**Exercise instructions:**
Whatever the records below hold, copy it all out exactly.

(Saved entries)
______

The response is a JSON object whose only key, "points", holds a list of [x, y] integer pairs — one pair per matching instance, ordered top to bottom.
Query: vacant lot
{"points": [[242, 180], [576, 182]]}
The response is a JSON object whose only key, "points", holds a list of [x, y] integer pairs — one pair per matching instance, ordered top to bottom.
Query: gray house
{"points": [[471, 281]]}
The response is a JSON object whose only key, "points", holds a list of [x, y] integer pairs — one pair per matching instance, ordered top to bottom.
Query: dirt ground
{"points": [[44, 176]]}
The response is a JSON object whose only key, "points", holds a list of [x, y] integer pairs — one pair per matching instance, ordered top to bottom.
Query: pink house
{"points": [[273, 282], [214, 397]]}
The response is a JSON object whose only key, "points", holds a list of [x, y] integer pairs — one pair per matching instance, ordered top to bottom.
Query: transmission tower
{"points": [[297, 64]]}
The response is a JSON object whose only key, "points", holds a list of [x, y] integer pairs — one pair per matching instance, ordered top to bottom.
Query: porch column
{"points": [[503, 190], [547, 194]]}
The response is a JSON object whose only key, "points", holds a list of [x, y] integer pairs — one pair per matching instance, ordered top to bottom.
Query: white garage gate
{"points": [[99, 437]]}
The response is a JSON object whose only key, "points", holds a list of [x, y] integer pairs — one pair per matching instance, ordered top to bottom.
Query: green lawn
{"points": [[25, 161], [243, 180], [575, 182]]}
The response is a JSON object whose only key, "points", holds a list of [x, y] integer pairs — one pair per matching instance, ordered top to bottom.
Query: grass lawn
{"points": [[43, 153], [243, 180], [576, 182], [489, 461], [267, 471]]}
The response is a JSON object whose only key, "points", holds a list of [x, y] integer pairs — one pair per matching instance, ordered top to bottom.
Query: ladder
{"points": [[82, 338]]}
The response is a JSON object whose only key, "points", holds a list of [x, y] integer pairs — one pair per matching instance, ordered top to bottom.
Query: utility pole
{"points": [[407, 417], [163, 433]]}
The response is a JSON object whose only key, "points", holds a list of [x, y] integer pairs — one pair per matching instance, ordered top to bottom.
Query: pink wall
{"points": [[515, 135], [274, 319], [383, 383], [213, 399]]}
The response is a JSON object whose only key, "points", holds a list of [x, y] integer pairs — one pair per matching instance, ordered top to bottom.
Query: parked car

______

**Solution for this exercise:**
The response is a JSON object whose only key, "points", holds a list of [x, y] integer pairs — one pair per matching instance, ordered top to bottom.
Query: vacant lot
{"points": [[242, 180], [576, 182]]}
The response is a JSON object whose only key, "points", holds a list of [x, y] integer pairs — one pair per matching instance, ordered top to bottom.
Query: gray house
{"points": [[471, 281]]}
The response is a JSON object whose only key, "points", holds a list of [x, y] integer pairs — one pair per matching instance, ordered top to bottom.
Query: dirt ground
{"points": [[44, 176]]}
The response is a JSON object whose only key, "points", holds a list of [x, y] integer pairs — one pair per matching instance, ordered top to bottom.
Query: pink house
{"points": [[273, 282], [214, 397]]}
The response is a JSON object whose only key, "points", holds a list of [x, y] integer pairs — one pair per matching instance, ordered top to bottom.
Query: transmission tower
{"points": [[297, 64]]}
The response is a JSON object whose only key, "points", holds a list of [x, y] integer pairs — one pair per matching instance, ordered top to bottom.
Query: porch column
{"points": [[503, 190], [547, 194]]}
The response is a JSON object whose only key, "points", holds a list of [x, y] integer pairs — one pair per matching instance, ordered top to bottom.
Query: white garage gate
{"points": [[99, 437]]}
The response is a JSON object whose only key, "points", holds a list of [x, y] integer pairs — one pair per matching instance, ordered top to bottom.
Query: green lawn
{"points": [[25, 161], [243, 180], [575, 182]]}
The response is a JSON object whose only key, "points", holds a list of [x, y] integer pairs — one pair per matching instance, ordered top to bottom.
Query: grass lawn
{"points": [[43, 153], [243, 180], [576, 182], [489, 461], [267, 471]]}
The response is a JSON object whose only key, "points", holds a list of [x, y] integer pairs — one pair per matching instance, ordered top to bottom.
Query: ladder
{"points": [[82, 338]]}
The response is a JSON object whose only key, "points", holds a list of [x, y] integer pairs — one pair per matching instance, ordered top to bottom.
Query: utility pole
{"points": [[407, 417], [163, 433]]}
The response is a JSON object whose only key, "points", holds a list of [x, y] integer pairs — one pair per matching instance, ordered top to bottom.
Query: pink wall
{"points": [[515, 135], [274, 319], [383, 383], [213, 399]]}
The response is a JSON object whose only key, "points", holds a list of [x, y] integer pairs — one pair per matching instance, ordered top to bottom.
Query: parked car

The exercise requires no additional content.